Given data: Begin
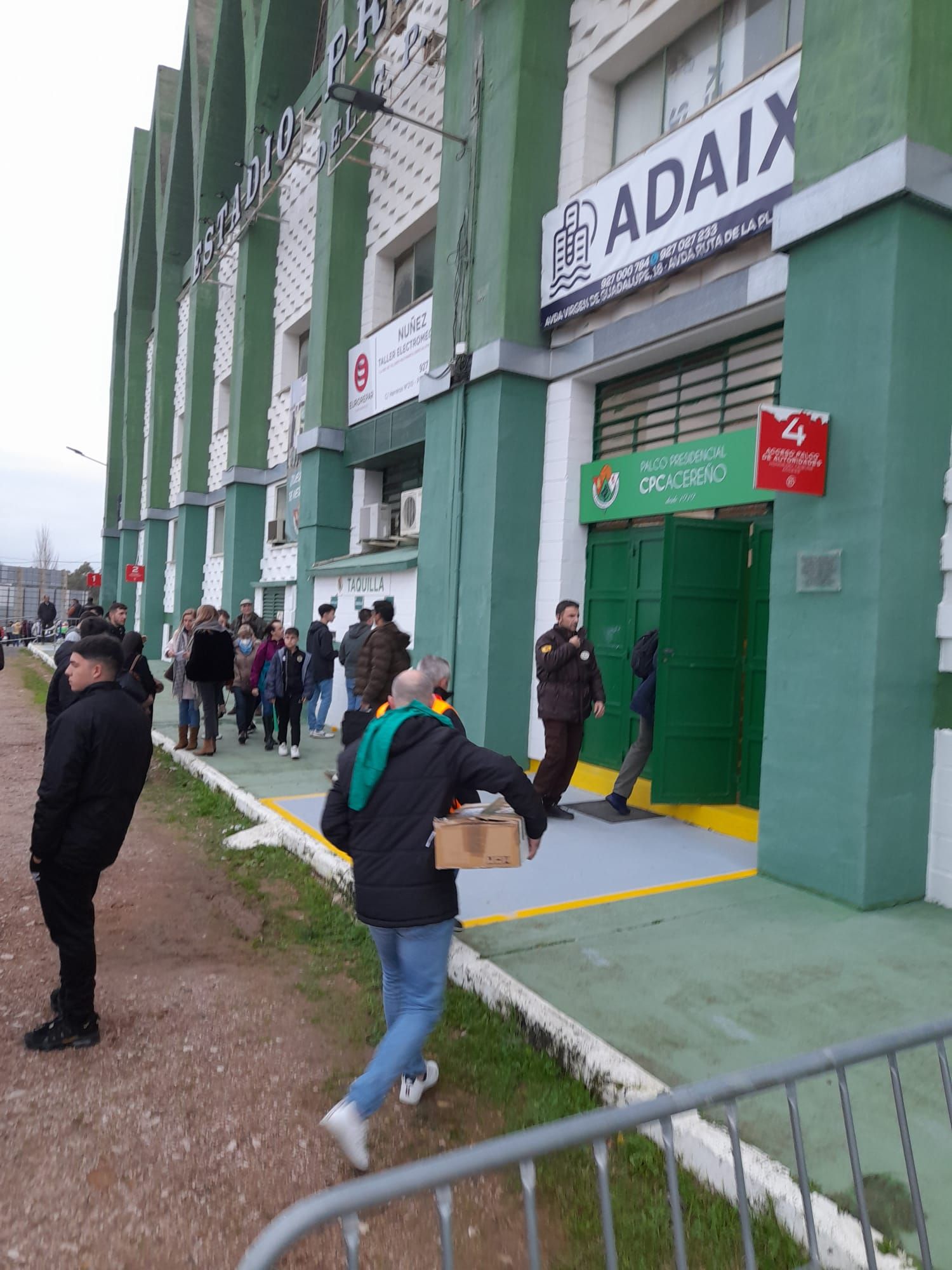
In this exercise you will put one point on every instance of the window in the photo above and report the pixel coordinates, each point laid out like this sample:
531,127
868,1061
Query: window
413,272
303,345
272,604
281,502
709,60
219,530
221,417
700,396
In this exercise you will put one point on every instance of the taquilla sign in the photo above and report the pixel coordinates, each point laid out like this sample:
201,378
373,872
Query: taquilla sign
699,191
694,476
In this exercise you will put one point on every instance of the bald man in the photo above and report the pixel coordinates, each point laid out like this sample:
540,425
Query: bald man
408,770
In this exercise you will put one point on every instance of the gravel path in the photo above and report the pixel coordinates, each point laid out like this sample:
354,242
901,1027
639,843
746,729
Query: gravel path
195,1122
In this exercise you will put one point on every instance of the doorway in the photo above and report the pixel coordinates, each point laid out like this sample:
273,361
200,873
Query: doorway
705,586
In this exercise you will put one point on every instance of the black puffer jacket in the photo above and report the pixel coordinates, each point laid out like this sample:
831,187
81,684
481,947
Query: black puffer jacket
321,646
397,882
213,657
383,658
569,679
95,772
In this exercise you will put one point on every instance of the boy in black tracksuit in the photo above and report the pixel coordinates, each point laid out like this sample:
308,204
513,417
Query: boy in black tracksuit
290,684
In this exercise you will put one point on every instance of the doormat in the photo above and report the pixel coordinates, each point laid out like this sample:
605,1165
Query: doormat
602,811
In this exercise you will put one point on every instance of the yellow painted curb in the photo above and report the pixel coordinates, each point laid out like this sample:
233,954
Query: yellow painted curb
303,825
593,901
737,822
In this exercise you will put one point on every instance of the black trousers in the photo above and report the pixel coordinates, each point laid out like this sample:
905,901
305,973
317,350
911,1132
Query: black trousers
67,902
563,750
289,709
Given data: End
Assignment = Quote the entries in full. Any image among them is to be omitted from the copy.

Task output =
In this exercise you will put one point on every instance of the window in the photo above and report the pixel coordinates, each point laid out like this sample:
531,127
868,1061
Query: window
413,272
303,345
272,604
281,502
709,60
219,530
221,417
700,396
In this exercise you will put one point on every instance of the taquilla sign in the photo above and report the pixel coordinates, each point laid out like this sample:
201,378
373,872
Query: taquilla sign
699,191
694,476
In this exercise you will put one point on every instance of the bald man in the photo above and report the pixel coordinates, each point laid out like this sample:
540,425
Query: bald man
408,770
In this exercise you will put one point on every instance of the gravel path in the photo above and report the pixel coordinates, each point laid out like this sample:
354,242
901,1027
639,843
746,729
Query: gravel path
195,1122
In this exercise you will put one point on every instance of the doorway in the photo above and report the pixel coordinates, each point laid out like this sample:
273,361
200,873
Query: doorway
705,586
In this exercise you will put one point on every instance of the black puffer jacket in the photo above and report the pixel coordinates, each point laid out like this sample:
831,187
81,684
481,947
Query: black puffer jacket
321,646
397,882
213,657
383,658
569,679
95,772
In this exercise you will put one point on every instance of the boy in black tracksuit in the photo above and report the pixel coordinates, each point laid out like this sample:
308,204
513,417
Query: boy in black tracksuit
290,684
In this exercise you will put one point on every instance of the doormat in the photo above and report the pixel coordinates, each point laid out like this sample:
605,1165
Query: doormat
602,811
In this exercise you will put one point on every instance of the yellow painted curb in the photo above and report the pixel coordinates, each point laid out like this sample:
233,954
Query: yellow painted curb
303,825
593,901
737,822
In this exercise you will put one point on every instance of the black trousers in the photo above and report the pixel coordinates, each point laid out like this sample:
905,901
305,973
317,350
911,1132
Query: black trousers
67,902
563,750
289,709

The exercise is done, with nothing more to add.